━━ Testo da analizzare

Secondo Mooney, il fenomeno è stato una sorta di «sollievo dalla dipendenza da Netflix. Le persone hanno scelto di investire su di loro». Dello stesso parere è Jen Trani, insegnante di chitarra di Los Angeles con all’attivo migliaia di video didattici su YouTube che nel corso degli anni hanno generato circa 75 milioni di visualizzazioni. «C’è stato un momento nel quale ho visto che per i miei studenti, annullarsi davanti a Netflix, Instagram e Facebook non funzionava più. La gente a un certo punto non è riuscita a tornare alle sue classiche abitudini e si è detta: come posso fare a investire il mio tempo?».
Parallelamente all’aumento di vendite di strumenti sono aumentate le visualizzazioni delle lezioni di chitarra online, anche di quelle di Trani. Ma, con una certa sorpresa, ha notato che la maggior parte dei suoi nuovi studenti non erano boomer desiderosi di imparare Zombie dei Cranberries, ma donne tra i 20 e i 30 anni. Fender da qualche anno punta molto sulla propria app per imparare a dominare le sei corde, Fender Play. A fine marzo il numero degli iscritti si aggirava intorno ai 150 mila: tre mesi dopo erano 930 mila. Circa il 20% dei nuovi arrivati erano under 24 e il 70 per cento sotto i 45. Si è altresì registrato un aumento delle donne neoiscritte rispetto agli uomini. JC Curleigh, CEO di Gibson, ha le idee chiare sul perché di questi numeri: «in un mondo di costante accelerazione digitale, il tempo è sempre il nemico. E di colpo [durante il lockdown] il tempo è stato nostro amico». E il lockdown è stata l’occasione per molti di ricavare un’oasi di tranquillità in un mondo che va alla velocità della luce.
Ma perché proprio la chitarra e non i bonsai, il decupage, gli origami? Alcune recenti ricerche effettuate dall’Università di Harvard hanno evidenziato che chi impara a suonare una chitarra rileva miglioramenti dell’umore, delle relazioni sociali e maggiore capacità di concentrazione. In particolare, sembra esserci un miglioramento nell’apprendimento delle lingue e nella comprensione della matematica (chi scrive ha qualche dubbio su quest’ultima asserzione dato che suona la chitarra, seppur da autodidatta, da 30 anni e ancora non riesce a fare le divisioni a mano). Il neuroscenziato Daniel Levitin, autore del bestseller Fatti di musica, lo dice in maniera semplice: il processo di apprendimento di uno strumento musicale (chitarra, piano, oboe, bassotuba, ecc…) è «neuroprotettivo… nel senso che richiede la creazione di nuovi sentieri e collegamenti fra neuroni – una cosa possibile ad ogni età. Usare il proprio cervello per fare qualcosa che è impegnativo ma non impossibile tende ad essere gratificante e quindi di conforto».
Ora, a fronte delle vendite esaltanti di chitarre elettriche e acustiche di questo periodo c’è da chiedersi: quanto durerà? Nessuno, ovviamente, sa dare una risposta precisa. È vero che quella per la musica è una passione evergreen, ma è anche vero che comprare una chitarra, magari decente, non è come acquistare un paio di scarpe: richiede un investimento spesso maggiore se parliamo di danaro, sicuramente elevatissimo in termini di tempo da dedicare allo strumento. Nel dubbio, a fine maggio ho comprato una chitarra elettrica online: una Fernandes giapponese del 2000, speditami da un irlandese che evidentemente non ci si trovava bene. È la mia diciassettesima chitarra, e non suono nemmeno in una band. Ho forse intenzione di smettere? Non credo proprio.

━━━━

* _Cosa fare_:
Rispondi alle domande sul testo dedicato alla chitarra.
(a) Quanti iscritti aveva Fender Play a fine marzo?
(b) Quale università ha svolto le ricerche sui benefici di imparare a suonare la chitarra?
(c) Che chitarra elettrica è stata comprata online a fine maggio?

━━ Estratti dei dati

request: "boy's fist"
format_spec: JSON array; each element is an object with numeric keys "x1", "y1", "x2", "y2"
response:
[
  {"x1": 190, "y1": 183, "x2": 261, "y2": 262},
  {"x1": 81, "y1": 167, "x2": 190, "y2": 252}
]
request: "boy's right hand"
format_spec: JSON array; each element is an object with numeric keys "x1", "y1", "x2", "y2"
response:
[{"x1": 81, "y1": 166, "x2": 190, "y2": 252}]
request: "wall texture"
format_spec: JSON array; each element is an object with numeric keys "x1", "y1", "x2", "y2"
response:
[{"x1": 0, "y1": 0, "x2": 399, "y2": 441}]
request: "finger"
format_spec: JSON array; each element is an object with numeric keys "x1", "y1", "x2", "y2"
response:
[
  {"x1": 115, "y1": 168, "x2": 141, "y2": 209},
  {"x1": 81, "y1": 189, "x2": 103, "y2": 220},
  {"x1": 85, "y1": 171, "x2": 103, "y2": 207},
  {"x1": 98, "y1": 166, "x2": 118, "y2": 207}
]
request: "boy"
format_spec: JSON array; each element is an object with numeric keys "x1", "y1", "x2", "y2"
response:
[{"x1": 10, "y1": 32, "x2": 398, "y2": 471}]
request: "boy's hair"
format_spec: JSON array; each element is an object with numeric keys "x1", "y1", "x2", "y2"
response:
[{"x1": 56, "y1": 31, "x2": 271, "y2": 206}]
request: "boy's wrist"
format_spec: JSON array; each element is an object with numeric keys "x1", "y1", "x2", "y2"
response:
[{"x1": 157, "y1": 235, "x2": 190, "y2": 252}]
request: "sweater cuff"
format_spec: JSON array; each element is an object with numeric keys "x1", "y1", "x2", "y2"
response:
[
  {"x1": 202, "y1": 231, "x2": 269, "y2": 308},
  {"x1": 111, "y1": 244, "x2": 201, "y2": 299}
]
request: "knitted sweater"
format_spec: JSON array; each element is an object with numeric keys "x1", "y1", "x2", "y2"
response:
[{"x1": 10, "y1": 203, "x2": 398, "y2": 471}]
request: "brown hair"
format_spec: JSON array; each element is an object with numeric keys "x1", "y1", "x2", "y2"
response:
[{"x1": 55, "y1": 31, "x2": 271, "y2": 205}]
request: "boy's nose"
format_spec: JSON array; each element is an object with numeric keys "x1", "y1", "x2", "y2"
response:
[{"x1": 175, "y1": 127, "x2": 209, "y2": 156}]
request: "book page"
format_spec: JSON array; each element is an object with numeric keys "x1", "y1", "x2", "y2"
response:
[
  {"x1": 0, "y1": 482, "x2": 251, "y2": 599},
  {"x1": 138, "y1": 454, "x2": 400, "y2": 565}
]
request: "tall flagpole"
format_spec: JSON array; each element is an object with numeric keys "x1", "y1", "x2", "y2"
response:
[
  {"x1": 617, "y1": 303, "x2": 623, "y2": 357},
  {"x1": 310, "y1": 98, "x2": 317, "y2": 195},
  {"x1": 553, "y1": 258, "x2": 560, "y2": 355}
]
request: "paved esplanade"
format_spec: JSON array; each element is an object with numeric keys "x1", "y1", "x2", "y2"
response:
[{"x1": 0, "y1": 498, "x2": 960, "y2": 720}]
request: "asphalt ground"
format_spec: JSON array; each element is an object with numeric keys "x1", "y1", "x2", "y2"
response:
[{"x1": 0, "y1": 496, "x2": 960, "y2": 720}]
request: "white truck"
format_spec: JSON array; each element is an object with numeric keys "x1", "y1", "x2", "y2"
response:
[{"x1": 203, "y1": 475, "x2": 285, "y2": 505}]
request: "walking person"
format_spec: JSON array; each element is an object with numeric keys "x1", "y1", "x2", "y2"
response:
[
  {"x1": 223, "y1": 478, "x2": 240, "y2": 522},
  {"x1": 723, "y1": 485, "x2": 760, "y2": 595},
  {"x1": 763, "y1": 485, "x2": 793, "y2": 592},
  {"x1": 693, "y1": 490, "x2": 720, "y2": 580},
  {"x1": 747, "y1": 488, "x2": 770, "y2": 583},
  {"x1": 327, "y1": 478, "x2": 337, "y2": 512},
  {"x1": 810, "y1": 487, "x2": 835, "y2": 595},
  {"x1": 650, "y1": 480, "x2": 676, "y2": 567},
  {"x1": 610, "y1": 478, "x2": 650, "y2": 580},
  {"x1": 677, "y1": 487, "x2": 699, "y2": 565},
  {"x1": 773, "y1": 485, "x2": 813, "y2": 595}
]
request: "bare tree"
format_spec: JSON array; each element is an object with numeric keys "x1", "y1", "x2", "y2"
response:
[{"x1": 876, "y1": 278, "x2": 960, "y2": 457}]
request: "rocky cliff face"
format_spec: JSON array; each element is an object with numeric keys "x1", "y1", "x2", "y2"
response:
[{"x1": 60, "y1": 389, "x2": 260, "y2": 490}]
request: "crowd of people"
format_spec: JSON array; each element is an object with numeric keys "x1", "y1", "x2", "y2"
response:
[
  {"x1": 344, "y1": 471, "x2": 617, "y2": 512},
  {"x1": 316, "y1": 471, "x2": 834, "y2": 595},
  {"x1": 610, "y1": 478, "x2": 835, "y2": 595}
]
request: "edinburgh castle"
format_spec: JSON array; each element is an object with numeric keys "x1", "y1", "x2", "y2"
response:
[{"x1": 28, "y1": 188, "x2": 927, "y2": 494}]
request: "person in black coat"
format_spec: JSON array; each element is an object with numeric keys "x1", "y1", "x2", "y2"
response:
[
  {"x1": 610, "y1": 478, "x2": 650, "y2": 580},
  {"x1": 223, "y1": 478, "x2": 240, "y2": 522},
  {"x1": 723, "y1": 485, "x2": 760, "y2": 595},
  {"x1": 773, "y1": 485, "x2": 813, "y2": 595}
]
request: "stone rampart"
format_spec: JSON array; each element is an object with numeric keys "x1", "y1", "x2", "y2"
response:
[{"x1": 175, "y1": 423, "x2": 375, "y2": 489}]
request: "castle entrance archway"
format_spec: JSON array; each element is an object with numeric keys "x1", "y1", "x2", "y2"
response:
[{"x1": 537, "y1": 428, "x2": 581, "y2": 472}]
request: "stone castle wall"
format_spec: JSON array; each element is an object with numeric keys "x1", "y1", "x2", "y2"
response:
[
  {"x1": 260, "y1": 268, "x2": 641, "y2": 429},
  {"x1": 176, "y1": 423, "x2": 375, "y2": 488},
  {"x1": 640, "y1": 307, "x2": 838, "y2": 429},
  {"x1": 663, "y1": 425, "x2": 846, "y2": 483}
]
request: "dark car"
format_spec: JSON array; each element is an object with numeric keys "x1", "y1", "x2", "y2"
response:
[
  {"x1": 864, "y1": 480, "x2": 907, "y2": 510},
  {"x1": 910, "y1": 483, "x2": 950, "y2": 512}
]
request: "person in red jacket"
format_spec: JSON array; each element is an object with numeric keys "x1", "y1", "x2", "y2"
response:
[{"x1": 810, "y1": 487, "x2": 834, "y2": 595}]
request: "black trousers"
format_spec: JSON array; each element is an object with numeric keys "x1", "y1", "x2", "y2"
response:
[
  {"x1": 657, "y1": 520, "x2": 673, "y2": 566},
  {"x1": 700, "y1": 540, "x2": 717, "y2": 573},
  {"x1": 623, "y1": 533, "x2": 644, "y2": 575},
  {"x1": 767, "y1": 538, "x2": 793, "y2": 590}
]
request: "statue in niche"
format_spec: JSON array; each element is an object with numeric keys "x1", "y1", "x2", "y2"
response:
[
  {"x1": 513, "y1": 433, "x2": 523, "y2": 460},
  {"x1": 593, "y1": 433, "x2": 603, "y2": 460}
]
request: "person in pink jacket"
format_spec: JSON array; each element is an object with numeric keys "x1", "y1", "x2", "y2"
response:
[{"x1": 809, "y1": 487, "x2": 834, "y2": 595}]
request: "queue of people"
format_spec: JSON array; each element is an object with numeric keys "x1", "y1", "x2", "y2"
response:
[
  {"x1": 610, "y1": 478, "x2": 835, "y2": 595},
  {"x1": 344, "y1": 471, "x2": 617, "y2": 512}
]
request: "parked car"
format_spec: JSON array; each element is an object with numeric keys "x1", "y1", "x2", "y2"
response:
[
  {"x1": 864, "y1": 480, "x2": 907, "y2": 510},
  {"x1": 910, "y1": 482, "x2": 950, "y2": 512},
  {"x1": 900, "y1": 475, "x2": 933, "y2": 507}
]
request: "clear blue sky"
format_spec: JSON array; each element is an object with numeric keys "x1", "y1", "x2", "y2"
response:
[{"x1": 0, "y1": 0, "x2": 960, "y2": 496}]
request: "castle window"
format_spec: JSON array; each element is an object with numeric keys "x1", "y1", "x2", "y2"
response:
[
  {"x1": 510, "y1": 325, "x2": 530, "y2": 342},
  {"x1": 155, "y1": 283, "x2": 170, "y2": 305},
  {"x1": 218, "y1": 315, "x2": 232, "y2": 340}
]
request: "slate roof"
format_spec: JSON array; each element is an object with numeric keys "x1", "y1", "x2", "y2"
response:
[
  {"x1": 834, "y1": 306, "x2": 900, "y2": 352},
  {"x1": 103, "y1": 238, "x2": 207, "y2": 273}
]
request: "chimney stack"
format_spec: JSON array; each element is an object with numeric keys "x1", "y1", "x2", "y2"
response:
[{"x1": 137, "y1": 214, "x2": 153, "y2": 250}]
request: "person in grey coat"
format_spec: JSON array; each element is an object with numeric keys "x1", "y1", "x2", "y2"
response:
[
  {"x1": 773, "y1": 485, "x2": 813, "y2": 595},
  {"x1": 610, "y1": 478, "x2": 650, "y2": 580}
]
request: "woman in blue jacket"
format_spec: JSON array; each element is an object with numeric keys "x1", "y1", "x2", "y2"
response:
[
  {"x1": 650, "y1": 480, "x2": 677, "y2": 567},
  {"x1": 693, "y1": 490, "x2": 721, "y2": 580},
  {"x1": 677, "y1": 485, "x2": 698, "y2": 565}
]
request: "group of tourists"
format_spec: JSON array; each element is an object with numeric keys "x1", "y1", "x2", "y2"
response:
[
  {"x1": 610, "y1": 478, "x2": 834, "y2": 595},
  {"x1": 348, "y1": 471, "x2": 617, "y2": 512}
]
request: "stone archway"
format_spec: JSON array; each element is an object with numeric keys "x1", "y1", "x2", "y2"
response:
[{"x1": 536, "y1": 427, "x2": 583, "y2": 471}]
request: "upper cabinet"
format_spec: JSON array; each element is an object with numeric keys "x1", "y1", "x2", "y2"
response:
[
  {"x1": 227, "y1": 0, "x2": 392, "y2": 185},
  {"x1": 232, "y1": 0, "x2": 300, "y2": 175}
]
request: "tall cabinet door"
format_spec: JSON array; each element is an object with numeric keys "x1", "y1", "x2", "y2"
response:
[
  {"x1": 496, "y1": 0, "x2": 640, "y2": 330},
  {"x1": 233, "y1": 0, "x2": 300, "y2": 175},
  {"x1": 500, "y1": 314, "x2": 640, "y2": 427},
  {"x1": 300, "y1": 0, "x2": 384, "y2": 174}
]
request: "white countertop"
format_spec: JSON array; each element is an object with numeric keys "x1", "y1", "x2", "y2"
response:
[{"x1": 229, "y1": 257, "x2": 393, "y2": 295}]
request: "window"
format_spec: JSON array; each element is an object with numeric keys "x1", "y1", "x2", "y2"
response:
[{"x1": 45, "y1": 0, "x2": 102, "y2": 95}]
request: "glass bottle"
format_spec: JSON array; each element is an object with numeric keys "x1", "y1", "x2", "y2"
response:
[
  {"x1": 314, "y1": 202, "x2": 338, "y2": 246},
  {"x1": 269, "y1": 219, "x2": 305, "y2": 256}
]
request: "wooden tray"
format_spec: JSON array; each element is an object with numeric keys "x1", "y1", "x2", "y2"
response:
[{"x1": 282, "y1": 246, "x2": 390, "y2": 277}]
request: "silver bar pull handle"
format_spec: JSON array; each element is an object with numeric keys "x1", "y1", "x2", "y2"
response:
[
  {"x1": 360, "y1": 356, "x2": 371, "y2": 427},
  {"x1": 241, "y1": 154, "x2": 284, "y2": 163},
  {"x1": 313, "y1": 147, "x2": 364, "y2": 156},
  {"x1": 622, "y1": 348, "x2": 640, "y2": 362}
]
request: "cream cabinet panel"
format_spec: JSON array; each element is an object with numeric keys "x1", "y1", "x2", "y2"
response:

━━━━

* _Risultato qui sotto_:
(a) Circa 150 mila.
(b) L'Università di Harvard.
(c) Una Fernandes giapponese del 2000.